- [What to work on]:
Please repeat all of the entries below word for word, leaving the pictures out of your answer.

# START OF Data for this exercise

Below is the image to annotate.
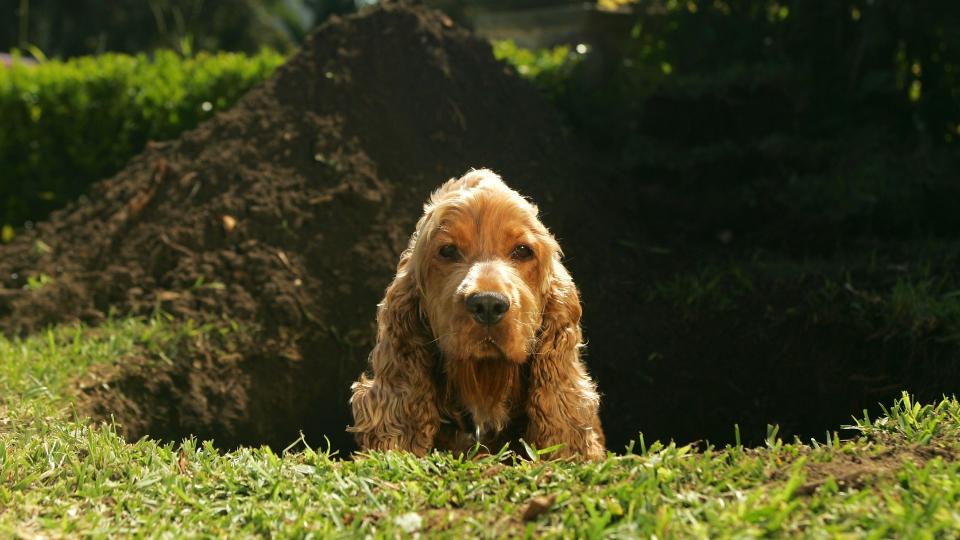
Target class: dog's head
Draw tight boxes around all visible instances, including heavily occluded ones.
[412,170,560,364]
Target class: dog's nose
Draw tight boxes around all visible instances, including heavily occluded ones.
[467,292,510,326]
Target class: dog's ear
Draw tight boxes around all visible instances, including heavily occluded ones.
[347,247,440,455]
[525,254,605,459]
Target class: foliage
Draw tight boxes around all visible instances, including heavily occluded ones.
[0,0,322,58]
[493,40,582,102]
[0,51,283,236]
[502,0,960,234]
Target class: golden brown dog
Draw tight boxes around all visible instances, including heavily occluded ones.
[348,170,605,459]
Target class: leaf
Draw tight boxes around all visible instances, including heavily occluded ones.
[523,495,557,521]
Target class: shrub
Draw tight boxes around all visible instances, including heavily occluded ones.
[0,51,283,235]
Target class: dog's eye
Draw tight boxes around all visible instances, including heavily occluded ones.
[440,244,460,261]
[510,244,533,261]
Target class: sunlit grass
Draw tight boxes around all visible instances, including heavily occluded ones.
[0,318,960,538]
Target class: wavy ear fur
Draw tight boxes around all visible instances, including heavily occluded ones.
[347,248,440,455]
[524,260,606,459]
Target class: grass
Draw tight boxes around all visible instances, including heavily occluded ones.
[0,318,960,538]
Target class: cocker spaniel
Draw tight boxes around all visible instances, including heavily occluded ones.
[348,170,605,459]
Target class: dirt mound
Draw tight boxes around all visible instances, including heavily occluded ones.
[0,3,569,452]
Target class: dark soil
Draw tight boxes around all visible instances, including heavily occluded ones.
[0,3,572,454]
[0,2,951,450]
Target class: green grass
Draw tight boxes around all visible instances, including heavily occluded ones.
[0,318,960,538]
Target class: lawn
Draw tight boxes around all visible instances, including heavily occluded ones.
[0,317,960,538]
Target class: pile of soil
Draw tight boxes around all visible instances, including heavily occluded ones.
[0,2,571,447]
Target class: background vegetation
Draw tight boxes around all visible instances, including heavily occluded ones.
[0,51,284,234]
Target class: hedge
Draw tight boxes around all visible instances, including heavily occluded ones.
[0,51,284,240]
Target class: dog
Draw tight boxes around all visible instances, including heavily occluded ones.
[347,169,606,459]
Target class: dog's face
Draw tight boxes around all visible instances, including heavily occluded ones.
[415,171,559,364]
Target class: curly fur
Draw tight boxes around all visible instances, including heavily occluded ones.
[348,170,605,459]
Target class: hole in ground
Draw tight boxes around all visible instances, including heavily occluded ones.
[80,338,362,455]
[82,307,960,456]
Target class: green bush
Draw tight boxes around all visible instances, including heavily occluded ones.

# END OF Data for this exercise

- [The completed task]:
Below is the image to annotate.
Target class: dog's head
Draw tight boxes around all visible instances, including heavily occluded ones.
[412,170,560,364]
Target class: dog's nose
Draw tight boxes around all visible instances, including heavily occluded ones.
[467,292,510,326]
Target class: dog's ear
Draw tight boxes around all visible instances, including heavily occluded ones.
[347,247,440,455]
[525,254,605,459]
Target class: foliage
Draw tight boxes around all visible instances, including heavily occluded ones.
[0,0,322,58]
[493,40,582,102]
[0,51,283,236]
[502,0,960,234]
Target class: golden brown dog
Draw tight boxes around all visible instances, including heavily occluded ones.
[348,170,605,459]
Target class: leaf
Draw tight boxes around all visible instances, including heavily occluded ones.
[523,495,557,521]
Target class: shrub
Draw tight boxes around all visible instances, including heavily occluded ones.
[0,51,283,235]
Target class: dog's eye
Draw tight boxes around all visible instances, including heavily occluded ones.
[440,244,460,261]
[510,244,533,261]
Target class: sunlit grass
Draw tight boxes around all visible instances, including heavily occluded ones.
[0,318,960,538]
Target class: wavy ear fur
Draw tight boxes around all visible instances, including heavily occluded ones.
[347,248,440,455]
[524,260,606,459]
Target class: grass
Draw tight boxes around all visible instances, including heavily occluded ones.
[0,318,960,538]
Target class: cocker spaniel
Draw tight boxes around all visible instances, including heavily occluded ones.
[348,170,605,459]
Target class: dirt mound
Draw tight boxes around all visible instances, including heavily occluded ones.
[0,3,569,452]
Target class: dark soil
Draw tight boxes around all visible instances, including heavily occluded ones.
[0,3,572,454]
[0,2,951,450]
Target class: green grass
Draw tight boxes around all visible instances, including heavily occluded ones.
[0,318,960,538]
Target class: lawn
Draw tight boxes around all visible instances, including heavily occluded ones.
[0,317,960,538]
Target class: pile of soil
Draw tight boxes around all visible instances, including heavily occluded ones.
[0,2,571,447]
Target class: background vegetation
Draw tight boxes around all visible instances, including heavily occluded ones.
[0,51,284,234]
Target class: hedge
Draw tight boxes around all visible instances, including heavily occluded ones.
[0,51,284,240]
Target class: dog
Draw tight boxes around all visible instances, including heavily occluded ones.
[347,169,606,459]
Target class: dog's face
Draw tight boxes around all visible instances, including heavily occluded ones.
[415,171,559,364]
Target class: curly fur
Draw tight boxes around all visible instances, including heavily occluded ones.
[348,170,605,459]
Target class: hole in ground
Draw tight boxes around all visible instances, including heavily occluded ones.
[80,338,362,455]
[82,307,960,456]
Target class: green bush
Draw tight boxes around all visible instances, including heavily occluded ones.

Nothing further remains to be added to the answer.